In the entries below, go to the line containing "of the chopped" and repeat it along with every later line, exactly.

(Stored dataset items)
════════════════
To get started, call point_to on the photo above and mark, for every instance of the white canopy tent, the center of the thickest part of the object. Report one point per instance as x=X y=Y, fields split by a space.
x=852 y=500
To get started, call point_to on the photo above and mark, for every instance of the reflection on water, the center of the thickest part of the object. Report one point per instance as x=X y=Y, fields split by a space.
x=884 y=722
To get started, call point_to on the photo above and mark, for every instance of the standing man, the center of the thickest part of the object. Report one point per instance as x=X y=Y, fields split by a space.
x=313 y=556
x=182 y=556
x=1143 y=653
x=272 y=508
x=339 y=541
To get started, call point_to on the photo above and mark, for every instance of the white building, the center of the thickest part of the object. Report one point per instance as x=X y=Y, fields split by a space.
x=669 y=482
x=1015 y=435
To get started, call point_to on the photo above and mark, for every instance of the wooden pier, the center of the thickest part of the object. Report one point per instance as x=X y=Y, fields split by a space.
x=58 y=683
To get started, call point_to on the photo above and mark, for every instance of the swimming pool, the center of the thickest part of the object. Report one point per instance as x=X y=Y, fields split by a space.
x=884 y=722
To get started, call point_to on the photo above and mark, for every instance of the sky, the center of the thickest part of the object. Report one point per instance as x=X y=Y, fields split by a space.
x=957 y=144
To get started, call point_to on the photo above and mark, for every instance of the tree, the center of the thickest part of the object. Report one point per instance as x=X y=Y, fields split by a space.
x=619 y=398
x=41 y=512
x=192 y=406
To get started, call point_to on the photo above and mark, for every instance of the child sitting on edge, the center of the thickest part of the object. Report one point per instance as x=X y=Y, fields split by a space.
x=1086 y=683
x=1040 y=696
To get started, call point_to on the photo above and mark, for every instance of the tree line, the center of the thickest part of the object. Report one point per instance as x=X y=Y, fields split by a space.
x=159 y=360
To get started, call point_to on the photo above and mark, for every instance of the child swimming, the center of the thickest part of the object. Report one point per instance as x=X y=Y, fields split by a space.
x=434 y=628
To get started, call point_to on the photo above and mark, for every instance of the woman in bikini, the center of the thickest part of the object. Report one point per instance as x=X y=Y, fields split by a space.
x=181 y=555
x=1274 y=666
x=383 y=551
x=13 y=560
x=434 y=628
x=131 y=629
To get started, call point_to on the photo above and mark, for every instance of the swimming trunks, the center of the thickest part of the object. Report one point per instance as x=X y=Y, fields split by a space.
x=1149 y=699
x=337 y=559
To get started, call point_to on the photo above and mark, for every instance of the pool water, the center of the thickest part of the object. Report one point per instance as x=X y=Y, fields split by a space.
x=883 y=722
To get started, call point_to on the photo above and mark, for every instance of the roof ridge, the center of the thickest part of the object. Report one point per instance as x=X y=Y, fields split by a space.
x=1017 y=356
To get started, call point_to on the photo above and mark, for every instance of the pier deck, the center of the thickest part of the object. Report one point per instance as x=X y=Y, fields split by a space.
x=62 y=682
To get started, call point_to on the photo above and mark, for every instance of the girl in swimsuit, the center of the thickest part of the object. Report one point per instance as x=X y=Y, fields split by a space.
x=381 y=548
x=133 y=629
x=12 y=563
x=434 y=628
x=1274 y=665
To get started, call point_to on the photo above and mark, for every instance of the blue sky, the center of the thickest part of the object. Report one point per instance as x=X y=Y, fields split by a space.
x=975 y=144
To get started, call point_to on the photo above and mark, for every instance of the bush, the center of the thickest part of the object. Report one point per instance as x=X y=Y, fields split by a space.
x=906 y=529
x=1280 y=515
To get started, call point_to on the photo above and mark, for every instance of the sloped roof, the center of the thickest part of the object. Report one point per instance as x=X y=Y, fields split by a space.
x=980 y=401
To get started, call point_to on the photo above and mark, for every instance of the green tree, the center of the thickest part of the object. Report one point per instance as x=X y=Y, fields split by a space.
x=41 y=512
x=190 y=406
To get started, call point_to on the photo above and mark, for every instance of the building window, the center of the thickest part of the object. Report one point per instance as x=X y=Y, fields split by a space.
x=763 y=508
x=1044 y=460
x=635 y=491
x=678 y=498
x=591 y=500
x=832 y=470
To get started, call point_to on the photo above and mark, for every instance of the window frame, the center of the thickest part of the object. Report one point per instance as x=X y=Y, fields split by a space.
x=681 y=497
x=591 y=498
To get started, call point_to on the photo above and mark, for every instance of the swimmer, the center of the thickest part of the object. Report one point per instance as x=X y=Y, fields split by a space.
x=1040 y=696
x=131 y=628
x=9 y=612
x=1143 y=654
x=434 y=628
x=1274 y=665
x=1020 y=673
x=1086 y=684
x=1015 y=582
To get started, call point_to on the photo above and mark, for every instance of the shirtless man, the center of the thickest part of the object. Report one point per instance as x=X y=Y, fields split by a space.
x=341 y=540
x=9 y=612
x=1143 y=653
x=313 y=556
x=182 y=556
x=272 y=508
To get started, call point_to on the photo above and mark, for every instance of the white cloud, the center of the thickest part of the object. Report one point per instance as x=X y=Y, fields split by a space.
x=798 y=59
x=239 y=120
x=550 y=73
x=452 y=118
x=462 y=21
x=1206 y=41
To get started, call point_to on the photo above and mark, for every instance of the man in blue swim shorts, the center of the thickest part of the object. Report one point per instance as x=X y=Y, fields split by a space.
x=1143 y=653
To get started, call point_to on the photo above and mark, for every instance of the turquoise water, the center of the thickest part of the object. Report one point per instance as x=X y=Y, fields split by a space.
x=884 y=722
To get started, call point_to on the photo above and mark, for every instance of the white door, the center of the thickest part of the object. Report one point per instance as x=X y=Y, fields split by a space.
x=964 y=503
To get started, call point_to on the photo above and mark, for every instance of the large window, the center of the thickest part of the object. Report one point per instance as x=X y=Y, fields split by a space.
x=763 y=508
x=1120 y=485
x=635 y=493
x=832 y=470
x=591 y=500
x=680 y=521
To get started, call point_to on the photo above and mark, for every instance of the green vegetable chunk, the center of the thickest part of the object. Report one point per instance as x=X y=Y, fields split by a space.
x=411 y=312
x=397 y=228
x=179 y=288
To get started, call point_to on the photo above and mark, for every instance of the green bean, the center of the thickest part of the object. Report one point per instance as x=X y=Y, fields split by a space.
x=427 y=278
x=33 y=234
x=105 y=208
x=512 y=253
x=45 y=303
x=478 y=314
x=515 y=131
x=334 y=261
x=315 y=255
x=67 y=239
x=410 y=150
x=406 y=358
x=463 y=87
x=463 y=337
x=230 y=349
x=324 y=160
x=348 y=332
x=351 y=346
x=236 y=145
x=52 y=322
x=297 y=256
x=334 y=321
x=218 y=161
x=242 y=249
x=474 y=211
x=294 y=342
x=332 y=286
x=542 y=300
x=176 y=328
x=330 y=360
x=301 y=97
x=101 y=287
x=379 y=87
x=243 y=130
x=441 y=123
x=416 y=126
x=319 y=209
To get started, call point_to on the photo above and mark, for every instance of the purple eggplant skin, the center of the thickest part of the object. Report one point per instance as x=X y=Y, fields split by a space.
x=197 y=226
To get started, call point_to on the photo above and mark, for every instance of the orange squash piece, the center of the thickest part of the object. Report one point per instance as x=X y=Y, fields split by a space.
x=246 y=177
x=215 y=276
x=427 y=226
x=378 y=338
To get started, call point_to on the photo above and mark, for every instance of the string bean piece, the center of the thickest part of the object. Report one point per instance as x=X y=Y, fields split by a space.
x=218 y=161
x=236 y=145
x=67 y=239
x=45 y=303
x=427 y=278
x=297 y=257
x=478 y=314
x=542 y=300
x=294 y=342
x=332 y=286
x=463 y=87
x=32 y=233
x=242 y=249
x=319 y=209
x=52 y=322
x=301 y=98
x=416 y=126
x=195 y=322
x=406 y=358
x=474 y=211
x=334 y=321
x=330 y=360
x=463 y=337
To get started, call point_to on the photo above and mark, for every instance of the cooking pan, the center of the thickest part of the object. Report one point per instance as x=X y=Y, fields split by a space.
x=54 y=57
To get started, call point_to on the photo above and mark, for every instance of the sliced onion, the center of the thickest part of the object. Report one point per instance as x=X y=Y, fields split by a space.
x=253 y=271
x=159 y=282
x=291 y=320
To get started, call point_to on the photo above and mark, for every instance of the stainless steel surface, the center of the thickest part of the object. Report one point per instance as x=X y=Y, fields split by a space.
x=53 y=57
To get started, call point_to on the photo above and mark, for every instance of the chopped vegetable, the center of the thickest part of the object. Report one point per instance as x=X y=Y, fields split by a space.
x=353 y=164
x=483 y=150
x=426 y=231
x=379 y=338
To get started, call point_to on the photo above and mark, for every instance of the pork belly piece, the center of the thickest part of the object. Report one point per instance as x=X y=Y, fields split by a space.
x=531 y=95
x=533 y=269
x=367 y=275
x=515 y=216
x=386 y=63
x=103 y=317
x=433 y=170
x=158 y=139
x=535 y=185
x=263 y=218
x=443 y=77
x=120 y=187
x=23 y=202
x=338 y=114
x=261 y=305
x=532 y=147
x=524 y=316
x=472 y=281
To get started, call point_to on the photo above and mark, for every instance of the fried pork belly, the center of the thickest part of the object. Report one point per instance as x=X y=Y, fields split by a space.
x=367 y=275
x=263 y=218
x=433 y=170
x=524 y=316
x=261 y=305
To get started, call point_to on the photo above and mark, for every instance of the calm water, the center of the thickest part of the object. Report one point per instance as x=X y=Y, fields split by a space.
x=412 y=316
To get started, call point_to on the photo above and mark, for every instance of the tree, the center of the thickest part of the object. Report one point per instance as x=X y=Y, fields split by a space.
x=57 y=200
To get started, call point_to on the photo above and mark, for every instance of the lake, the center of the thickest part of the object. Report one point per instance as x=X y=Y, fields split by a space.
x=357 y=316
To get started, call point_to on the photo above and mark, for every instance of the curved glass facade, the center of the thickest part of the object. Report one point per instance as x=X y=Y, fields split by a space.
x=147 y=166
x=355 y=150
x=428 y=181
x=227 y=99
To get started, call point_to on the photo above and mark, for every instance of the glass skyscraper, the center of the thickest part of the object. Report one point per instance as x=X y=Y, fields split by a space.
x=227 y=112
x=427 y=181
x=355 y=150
════════════════
> **ANSWER TO THIS TASK**:
To get started, call point_to on the photo above and mark, for every instance of the chopped vegetable, the center of the thickest part of the object. Report one point per instance as x=X y=Y, fields split by a space.
x=353 y=164
x=483 y=150
x=426 y=231
x=379 y=338
To get started, call point_to on the photo above and mark, for every instance of the pork belly piece, the center of the thickest part of the object. Report one point per instance as x=X y=Y, fields split by a space.
x=531 y=95
x=533 y=269
x=367 y=275
x=515 y=216
x=386 y=63
x=103 y=317
x=433 y=170
x=158 y=139
x=535 y=185
x=263 y=218
x=443 y=77
x=120 y=187
x=23 y=202
x=338 y=114
x=261 y=305
x=532 y=147
x=524 y=316
x=472 y=281
To get started, call point_to on the photo above and mark, for every instance of the fried pork belly, the center of the thickest part of the object. Report one point per instance as x=X y=Y, fields split by a space.
x=367 y=275
x=263 y=218
x=433 y=170
x=524 y=316
x=261 y=305
To get started, call point_to on the photo above and mark, for every instance of the calm water, the center of the thickest part of the object. Report one point per instance as x=X y=Y, fields split by a space.
x=412 y=316
To get started, call point_to on the photo above and mark, for every instance of the tree, the center of the thickest part of the object. Report one point per instance as x=X y=Y, fields split by a space.
x=57 y=200
To get started, call point_to on the photo above and mark, for every instance of the lake, the center of the thickest part of the object. Report one point per instance as x=X y=Y, fields split by a space.
x=357 y=316
To get started, call point_to on the photo above and mark, for every instance of the curved glass facade, the center of the thickest part of the object. Report one point per instance as x=X y=Y, fields split by a space.
x=147 y=166
x=355 y=150
x=428 y=181
x=227 y=99
To get started, call point_to on the photo above and mark, for every instance of the glass skyscraper, the center of the thickest part of the object. Report one point per instance as x=X y=Y, fields split by a space.
x=227 y=112
x=427 y=181
x=355 y=150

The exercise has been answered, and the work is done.